== Pasaje proporcionado

Esta exposición de pinturas denominada Carlota a los cuatro vientos, de Fernández Graña (Pati FG), no hace más que instalarnos en el último capítulo del enfrentamiento con este enigma, en circunstancias más propicias para develar nuevas facetas de esta obra icónica.

 

Por de pronto, ante esta especie de super-realismo de la efigie de Carlota Ferreira, se tiene la sospecha de encontrar algo más que una imagen pictórica. Intuimos que infiltrada en ella se esconde un doble fotográfico que le insufla su tensión hacia lo real, su ambigüedad y también todos sus fantasmas.

 

Tal hipótesis tiene asidero, ya que su autor supo valerse de la fotografía como documentación para sus composiciones historicistas, mucho antes que la fotografía  alcanzara su actual estatuto artístico.

====
== Listado proporcionado

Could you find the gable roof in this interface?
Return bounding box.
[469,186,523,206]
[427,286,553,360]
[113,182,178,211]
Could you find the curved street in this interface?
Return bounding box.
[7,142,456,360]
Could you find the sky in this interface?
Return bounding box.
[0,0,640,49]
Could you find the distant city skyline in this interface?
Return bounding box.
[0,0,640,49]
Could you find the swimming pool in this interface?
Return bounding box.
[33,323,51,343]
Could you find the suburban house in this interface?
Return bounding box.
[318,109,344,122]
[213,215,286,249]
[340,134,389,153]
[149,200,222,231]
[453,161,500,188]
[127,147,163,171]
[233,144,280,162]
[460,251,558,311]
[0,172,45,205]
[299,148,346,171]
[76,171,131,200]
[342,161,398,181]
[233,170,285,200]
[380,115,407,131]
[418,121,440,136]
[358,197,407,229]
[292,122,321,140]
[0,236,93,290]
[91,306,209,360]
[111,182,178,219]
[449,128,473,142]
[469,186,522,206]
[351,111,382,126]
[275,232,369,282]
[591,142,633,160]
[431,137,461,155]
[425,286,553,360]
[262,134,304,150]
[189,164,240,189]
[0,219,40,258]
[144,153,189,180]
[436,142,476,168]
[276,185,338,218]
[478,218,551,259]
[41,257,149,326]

====
== Listado proporcionado

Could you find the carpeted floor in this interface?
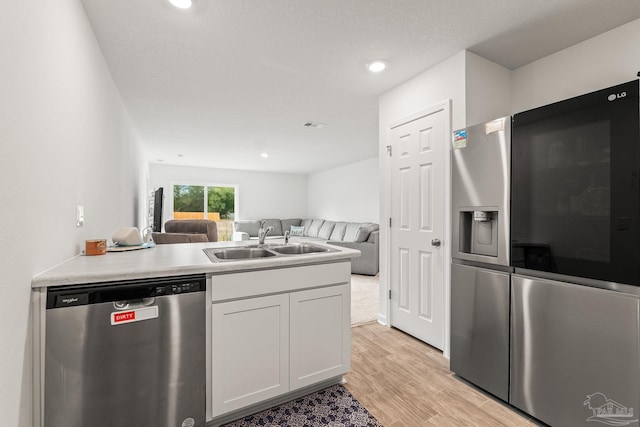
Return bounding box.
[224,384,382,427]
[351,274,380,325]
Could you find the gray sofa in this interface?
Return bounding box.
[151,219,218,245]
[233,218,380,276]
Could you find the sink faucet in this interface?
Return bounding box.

====

**Indicación A**
Responde según el pasaje:
(i) ¿Cómo se titula la exposición de pinturas?
(ii) ¿Qué se intuye que se esconde infiltrado en la efigie de Carlota Ferreira?
(iii) ¿Qué usó el autor como documentación para sus composiciones historicistas?
**Indicación B**
Repite del pasaje el fragmento que va de "Por de pronto, ante" a "actual estatuto artístico.", ambos incluidos.
El listado no tiene relación con el pasaje.

**Respuesta completa A**
(i) Carlota a los cuatro vientos.
(ii) Un doble fotográfico.
(iii) La fotografía.

**Respuesta completa B**
Por de pronto, ante esta especie de super-realismo de la efigie de Carlota Ferreira, se tiene la sospecha de encontrar algo más que una imagen pictórica. Intuimos que infiltrada en ella se esconde un doble fotográfico que le insufla su tensión hacia lo real, su ambigüedad y también todos sus fantasmas.

 

Tal hipótesis tiene asidero, ya que su autor supo valerse de la fotografía como documentación para sus composiciones historicistas, mucho antes que la fotografía  alcanzara su actual estatuto artístico.